Word for word, copy all the data and drop the pictures.

START Input data

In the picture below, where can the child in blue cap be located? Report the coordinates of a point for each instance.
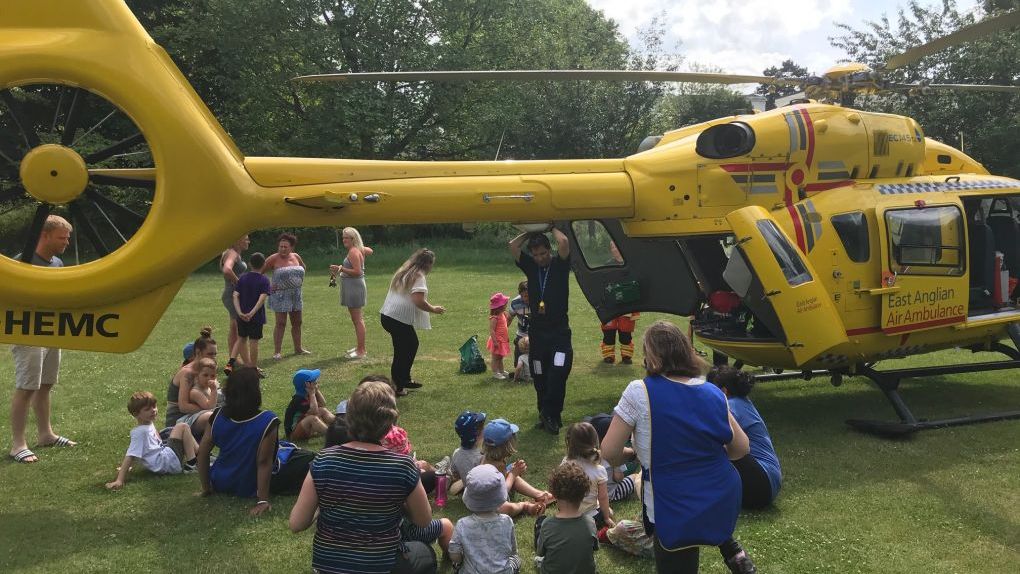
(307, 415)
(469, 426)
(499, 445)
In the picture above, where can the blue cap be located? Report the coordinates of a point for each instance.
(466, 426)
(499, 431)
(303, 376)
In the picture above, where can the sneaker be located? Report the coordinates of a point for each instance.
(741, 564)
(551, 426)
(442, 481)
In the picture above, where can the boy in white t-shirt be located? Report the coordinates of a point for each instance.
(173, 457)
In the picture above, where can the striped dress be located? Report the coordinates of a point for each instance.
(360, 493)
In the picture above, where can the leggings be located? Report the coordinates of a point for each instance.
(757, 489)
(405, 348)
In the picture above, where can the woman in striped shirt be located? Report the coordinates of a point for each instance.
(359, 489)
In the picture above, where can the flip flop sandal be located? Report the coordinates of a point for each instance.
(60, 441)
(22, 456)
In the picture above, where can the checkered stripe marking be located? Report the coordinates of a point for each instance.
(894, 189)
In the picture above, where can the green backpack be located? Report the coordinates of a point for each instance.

END Input data

Response for this exercise:
In the picture below, where can the child in blue cap be located? Report the coordinates of a point for each instance.
(307, 415)
(469, 426)
(499, 445)
In the picture above, where can the blue cap be located? Report the coordinates of a point for each instance.
(466, 426)
(499, 431)
(303, 376)
In the picture above, where can the sneaker be located? Report the coordinates of a point for each instance.
(741, 564)
(551, 426)
(442, 481)
In the picture above, where can the boy in white t-shirt be located? Report the coordinates of a point for each instance.
(173, 457)
In the picture above, where can the striped dress be located? Report the coordinates of a point for each instance.
(360, 493)
In the picture above, where can the leggings be located? Report the coordinates of a point for each instance.
(757, 489)
(405, 348)
In the picture above, where can the woman in striped shirt be located? Report the coordinates of a point for each instance.
(359, 489)
In the picture above, where can the flip flop sandal be located? Report the coordinates of a point for each instance.
(60, 441)
(22, 456)
In the picture above, where can the checkered stripe marking be located? Report the coordinates of a point for each instance.
(894, 189)
In the picture above, where can the green backpack be located? Report the coordinates of a point for each instance.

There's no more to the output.